> Records shown:

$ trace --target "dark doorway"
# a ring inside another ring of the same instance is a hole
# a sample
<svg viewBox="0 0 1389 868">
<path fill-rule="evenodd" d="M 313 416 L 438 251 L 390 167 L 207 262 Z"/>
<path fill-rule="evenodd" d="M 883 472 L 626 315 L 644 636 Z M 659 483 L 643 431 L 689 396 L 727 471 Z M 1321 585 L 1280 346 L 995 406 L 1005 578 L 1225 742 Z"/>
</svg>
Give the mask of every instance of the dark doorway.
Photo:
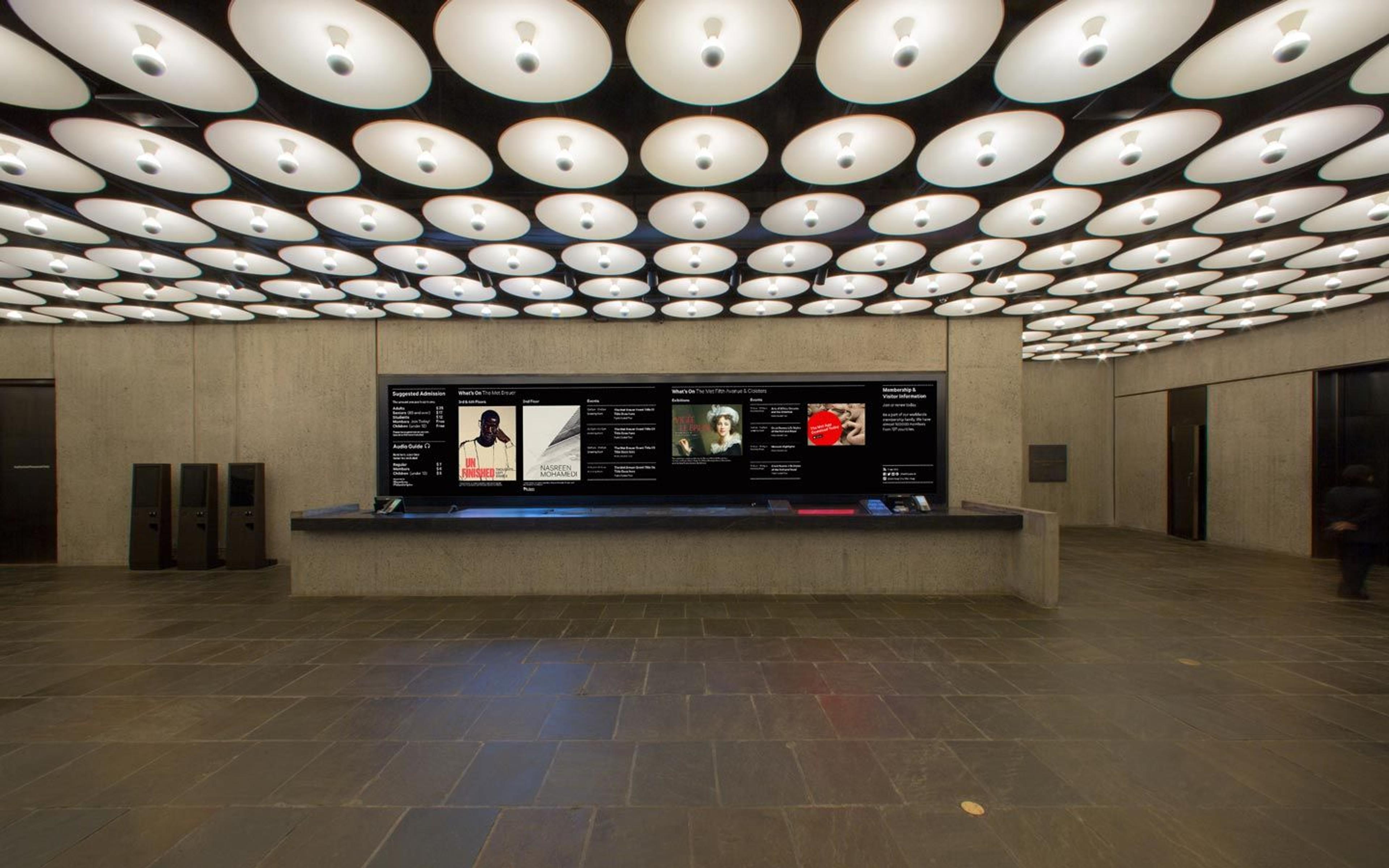
<svg viewBox="0 0 1389 868">
<path fill-rule="evenodd" d="M 1167 393 L 1167 532 L 1206 539 L 1206 386 Z"/>
<path fill-rule="evenodd" d="M 1389 483 L 1389 364 L 1317 372 L 1314 557 L 1336 554 L 1321 504 L 1347 464 L 1368 464 L 1381 489 Z"/>
<path fill-rule="evenodd" d="M 58 560 L 53 381 L 0 381 L 0 564 Z"/>
</svg>

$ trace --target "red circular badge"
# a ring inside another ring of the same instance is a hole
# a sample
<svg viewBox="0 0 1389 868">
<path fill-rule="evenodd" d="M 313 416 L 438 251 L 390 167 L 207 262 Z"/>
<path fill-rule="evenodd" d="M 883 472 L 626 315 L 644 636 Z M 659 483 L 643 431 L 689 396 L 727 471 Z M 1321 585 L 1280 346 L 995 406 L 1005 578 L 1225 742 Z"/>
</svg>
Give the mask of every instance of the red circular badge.
<svg viewBox="0 0 1389 868">
<path fill-rule="evenodd" d="M 811 446 L 838 446 L 842 428 L 836 414 L 821 410 L 806 421 L 806 436 Z"/>
</svg>

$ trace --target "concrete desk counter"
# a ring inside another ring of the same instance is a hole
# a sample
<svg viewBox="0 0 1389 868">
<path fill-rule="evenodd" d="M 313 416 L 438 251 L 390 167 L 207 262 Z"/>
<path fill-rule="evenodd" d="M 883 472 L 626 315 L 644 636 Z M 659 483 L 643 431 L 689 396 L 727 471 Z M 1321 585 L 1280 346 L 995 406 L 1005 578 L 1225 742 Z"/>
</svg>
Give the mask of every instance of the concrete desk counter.
<svg viewBox="0 0 1389 868">
<path fill-rule="evenodd" d="M 756 507 L 525 507 L 290 518 L 293 593 L 1058 596 L 1056 515 Z"/>
</svg>

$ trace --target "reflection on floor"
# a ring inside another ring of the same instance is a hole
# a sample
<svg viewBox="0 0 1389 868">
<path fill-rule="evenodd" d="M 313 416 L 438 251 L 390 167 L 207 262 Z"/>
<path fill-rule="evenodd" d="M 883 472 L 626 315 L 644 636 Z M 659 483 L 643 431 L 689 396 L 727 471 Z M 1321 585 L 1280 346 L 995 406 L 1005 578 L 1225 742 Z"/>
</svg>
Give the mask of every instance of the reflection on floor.
<svg viewBox="0 0 1389 868">
<path fill-rule="evenodd" d="M 1063 558 L 1054 611 L 3 568 L 0 861 L 1385 864 L 1389 607 L 1133 532 Z"/>
</svg>

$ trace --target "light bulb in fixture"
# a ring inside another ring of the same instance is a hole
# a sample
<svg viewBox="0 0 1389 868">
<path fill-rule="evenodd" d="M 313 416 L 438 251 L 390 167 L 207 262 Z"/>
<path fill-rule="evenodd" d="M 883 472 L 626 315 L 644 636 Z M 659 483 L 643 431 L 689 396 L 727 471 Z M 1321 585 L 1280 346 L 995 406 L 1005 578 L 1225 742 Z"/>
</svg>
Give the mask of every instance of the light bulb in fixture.
<svg viewBox="0 0 1389 868">
<path fill-rule="evenodd" d="M 293 175 L 299 171 L 299 157 L 294 156 L 296 150 L 299 150 L 299 146 L 289 139 L 279 140 L 279 157 L 275 157 L 275 165 L 286 175 Z"/>
<path fill-rule="evenodd" d="M 975 154 L 974 161 L 982 168 L 989 168 L 999 161 L 999 149 L 993 146 L 992 132 L 979 135 L 979 153 Z"/>
<path fill-rule="evenodd" d="M 722 32 L 724 22 L 721 19 L 708 18 L 704 21 L 704 44 L 700 47 L 699 58 L 710 69 L 724 62 L 724 43 L 718 37 Z"/>
<path fill-rule="evenodd" d="M 328 42 L 328 53 L 324 54 L 328 68 L 336 75 L 351 75 L 351 71 L 357 68 L 357 61 L 347 51 L 347 31 L 339 26 L 329 26 Z"/>
<path fill-rule="evenodd" d="M 558 167 L 561 172 L 568 172 L 574 168 L 574 154 L 569 153 L 569 146 L 574 144 L 574 139 L 569 136 L 560 136 L 560 150 L 554 154 L 554 165 Z"/>
<path fill-rule="evenodd" d="M 921 57 L 921 43 L 917 42 L 915 29 L 915 18 L 899 18 L 897 24 L 892 25 L 893 33 L 897 35 L 897 44 L 892 50 L 892 62 L 900 69 L 906 69 Z"/>
<path fill-rule="evenodd" d="M 521 40 L 515 53 L 517 68 L 531 75 L 540 68 L 540 54 L 535 50 L 535 25 L 529 21 L 518 21 L 517 37 Z"/>
<path fill-rule="evenodd" d="M 150 28 L 138 24 L 135 25 L 135 36 L 140 40 L 140 44 L 135 46 L 135 50 L 131 51 L 131 60 L 135 62 L 135 68 L 150 78 L 164 75 L 169 65 L 164 60 L 164 56 L 158 51 L 158 44 L 161 42 L 160 35 Z"/>
<path fill-rule="evenodd" d="M 433 175 L 439 168 L 439 158 L 433 156 L 433 142 L 419 139 L 419 153 L 415 156 L 415 165 L 425 175 Z"/>
</svg>

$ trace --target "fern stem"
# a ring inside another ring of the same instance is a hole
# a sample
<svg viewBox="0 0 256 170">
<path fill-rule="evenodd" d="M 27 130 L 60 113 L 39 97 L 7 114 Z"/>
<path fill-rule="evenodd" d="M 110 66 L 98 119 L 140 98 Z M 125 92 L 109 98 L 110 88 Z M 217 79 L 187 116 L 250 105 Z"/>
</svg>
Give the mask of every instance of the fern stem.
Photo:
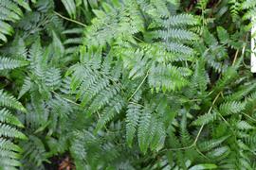
<svg viewBox="0 0 256 170">
<path fill-rule="evenodd" d="M 61 17 L 61 18 L 63 18 L 63 19 L 64 19 L 64 20 L 66 20 L 66 21 L 69 21 L 69 22 L 73 22 L 73 23 L 76 23 L 76 24 L 78 24 L 78 25 L 80 25 L 80 26 L 86 26 L 86 25 L 84 25 L 84 24 L 82 24 L 82 23 L 81 23 L 81 22 L 78 22 L 78 21 L 76 21 L 76 20 L 72 20 L 72 19 L 70 19 L 70 18 L 67 18 L 67 17 L 65 17 L 65 16 L 63 16 L 61 13 L 59 13 L 59 12 L 57 12 L 57 11 L 53 11 L 56 15 L 58 15 L 59 17 Z"/>
<path fill-rule="evenodd" d="M 239 53 L 239 50 L 236 50 L 235 57 L 234 57 L 233 62 L 232 62 L 232 66 L 235 64 L 235 61 L 237 60 L 238 53 Z"/>
<path fill-rule="evenodd" d="M 142 81 L 140 82 L 140 84 L 137 86 L 137 90 L 134 92 L 134 94 L 129 97 L 128 101 L 130 101 L 133 96 L 137 93 L 137 91 L 140 89 L 140 87 L 142 86 L 142 84 L 145 82 L 146 78 L 149 76 L 149 70 L 147 71 L 146 76 L 144 76 L 144 78 L 142 79 Z"/>
<path fill-rule="evenodd" d="M 209 110 L 208 110 L 208 113 L 210 113 L 210 112 L 211 111 L 211 110 L 212 110 L 212 108 L 213 108 L 215 102 L 216 102 L 217 99 L 219 98 L 220 94 L 221 94 L 221 92 L 216 95 L 216 97 L 215 97 L 214 100 L 212 101 L 211 106 L 210 106 L 210 108 Z M 198 139 L 199 139 L 199 137 L 200 137 L 200 135 L 201 135 L 201 133 L 202 133 L 202 131 L 203 131 L 204 127 L 205 127 L 205 124 L 203 124 L 203 125 L 200 127 L 200 129 L 199 129 L 199 131 L 198 131 L 198 133 L 197 133 L 197 135 L 196 135 L 196 137 L 195 137 L 193 143 L 192 143 L 191 145 L 186 146 L 186 147 L 179 147 L 179 148 L 170 148 L 170 149 L 167 149 L 167 150 L 186 150 L 186 149 L 189 149 L 189 148 L 192 148 L 192 147 L 196 146 L 197 141 L 198 141 Z"/>
</svg>

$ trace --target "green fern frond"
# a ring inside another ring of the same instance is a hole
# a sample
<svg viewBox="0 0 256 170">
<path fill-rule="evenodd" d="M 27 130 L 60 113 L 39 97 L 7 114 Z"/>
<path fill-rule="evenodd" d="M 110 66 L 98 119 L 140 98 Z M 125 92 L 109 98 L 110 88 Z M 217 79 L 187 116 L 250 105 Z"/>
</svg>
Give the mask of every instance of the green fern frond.
<svg viewBox="0 0 256 170">
<path fill-rule="evenodd" d="M 31 8 L 27 2 L 21 0 L 1 0 L 0 4 L 0 41 L 7 42 L 7 36 L 10 36 L 14 32 L 9 22 L 16 23 L 23 17 L 21 7 L 27 10 L 31 10 Z M 3 44 L 1 42 L 0 45 Z"/>
<path fill-rule="evenodd" d="M 21 111 L 26 111 L 26 109 L 12 95 L 0 90 L 0 106 L 13 108 Z"/>
<path fill-rule="evenodd" d="M 0 58 L 0 70 L 9 70 L 27 65 L 26 60 L 17 60 L 9 58 Z"/>
<path fill-rule="evenodd" d="M 232 113 L 239 113 L 244 109 L 245 103 L 232 101 L 221 104 L 219 107 L 219 111 L 222 115 L 229 115 Z"/>
<path fill-rule="evenodd" d="M 137 128 L 138 146 L 144 154 L 147 152 L 150 145 L 148 134 L 150 133 L 151 118 L 151 110 L 148 107 L 144 108 L 141 112 Z"/>
</svg>

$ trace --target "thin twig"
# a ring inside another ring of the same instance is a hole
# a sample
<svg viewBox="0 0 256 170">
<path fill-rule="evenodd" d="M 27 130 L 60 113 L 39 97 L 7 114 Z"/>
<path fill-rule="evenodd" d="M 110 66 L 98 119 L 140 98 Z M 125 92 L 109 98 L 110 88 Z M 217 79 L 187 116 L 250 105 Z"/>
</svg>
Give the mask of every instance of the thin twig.
<svg viewBox="0 0 256 170">
<path fill-rule="evenodd" d="M 212 110 L 212 108 L 213 108 L 215 102 L 216 102 L 217 99 L 219 98 L 220 94 L 221 94 L 221 92 L 216 95 L 216 97 L 215 97 L 214 100 L 212 101 L 212 104 L 211 104 L 210 108 L 209 109 L 208 113 L 210 113 L 210 112 L 211 111 L 211 110 Z M 199 137 L 200 137 L 200 135 L 201 135 L 201 133 L 202 133 L 202 131 L 203 131 L 204 127 L 205 127 L 205 124 L 203 124 L 203 125 L 200 127 L 200 129 L 199 129 L 199 131 L 198 131 L 198 133 L 197 133 L 197 135 L 196 135 L 196 137 L 195 137 L 193 143 L 192 143 L 191 145 L 185 146 L 185 147 L 179 147 L 179 148 L 170 148 L 170 149 L 166 149 L 166 150 L 186 150 L 186 149 L 189 149 L 189 148 L 192 148 L 192 147 L 196 146 L 197 141 L 198 141 L 198 139 L 199 139 Z"/>
<path fill-rule="evenodd" d="M 84 25 L 84 24 L 82 24 L 82 23 L 81 23 L 81 22 L 78 22 L 78 21 L 76 21 L 76 20 L 72 20 L 72 19 L 70 19 L 70 18 L 67 18 L 67 17 L 65 17 L 65 16 L 63 16 L 61 13 L 59 13 L 59 12 L 57 12 L 57 11 L 53 11 L 56 15 L 58 15 L 59 17 L 61 17 L 61 18 L 63 18 L 63 19 L 64 19 L 64 20 L 66 20 L 66 21 L 69 21 L 69 22 L 72 22 L 72 23 L 76 23 L 76 24 L 78 24 L 78 25 L 80 25 L 80 26 L 86 26 L 86 25 Z"/>
</svg>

> Set task: Recast the lines from the start of the records through the line containing "1167 393 L 1167" as a JSON list of strings, one string per line, with blank lines omitted. Leave the pictures out of the answer.

> Correct response:
[
  "$ trace --target \"dark doorway\"",
  "# a ring inside another ring of the same instance is a hole",
  "# a sample",
  "<svg viewBox=\"0 0 1389 868\">",
  "<path fill-rule=\"evenodd\" d=\"M 313 416 L 438 251 L 390 167 L 207 262 Z\"/>",
  "<path fill-rule=\"evenodd\" d=\"M 883 472 L 626 315 L 644 636 Z M 659 483 L 643 431 L 689 396 L 727 471 Z M 1321 585 L 1280 346 L 995 406 L 1005 578 L 1225 742 Z\"/>",
  "</svg>",
  "Give the mask of every instance of the dark doorway.",
  "Photo:",
  "<svg viewBox=\"0 0 1389 868\">",
  "<path fill-rule=\"evenodd\" d=\"M 1167 393 L 1167 532 L 1206 539 L 1206 386 Z\"/>"
]